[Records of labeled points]
——————

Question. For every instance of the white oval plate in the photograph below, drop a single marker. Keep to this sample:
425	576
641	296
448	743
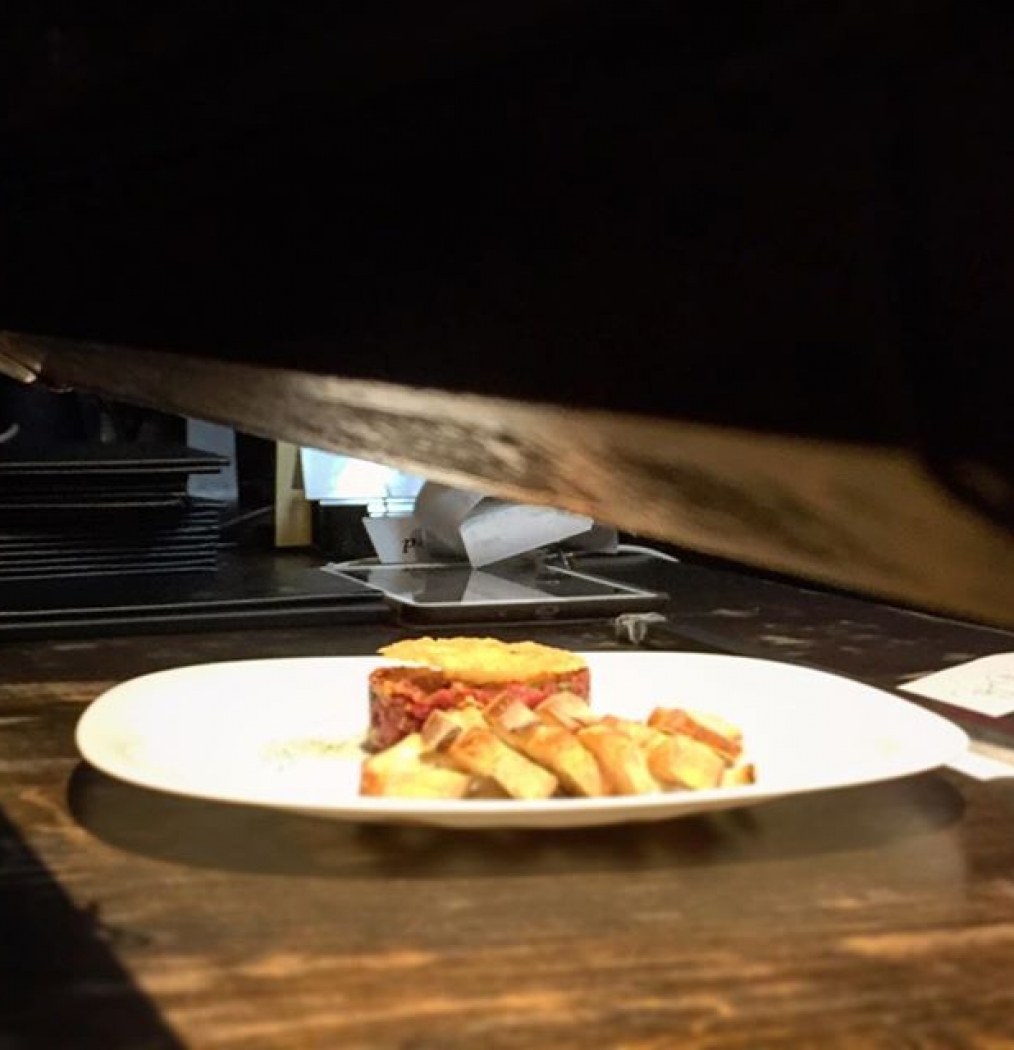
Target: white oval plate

——————

[Exercise instructions]
Present each line of the material above as a numbered list, skipping blank lines. Leave the pictures out.

[Finished answer]
1. Question. For every instance of the white oval plate in the photograph below, drop a single marker. Keep to this sample:
2. 425	576
3. 641	296
4. 448	743
5. Target: white oval plate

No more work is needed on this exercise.